Can you put each line of the rows below into a numbered list, skipping any blank lines and leaving the pictures out?

◆ Point annotation records ◆
---+---

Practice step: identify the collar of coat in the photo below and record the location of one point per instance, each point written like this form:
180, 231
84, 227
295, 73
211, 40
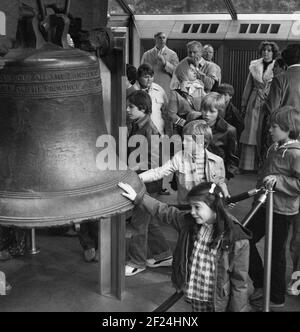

---+---

◆ Exercise result ◆
1. Practice step: identify the collar of coat in the photo below and record the location of one point per instance, each point written like this form:
2. 180, 231
3. 84, 227
4. 295, 73
5. 211, 40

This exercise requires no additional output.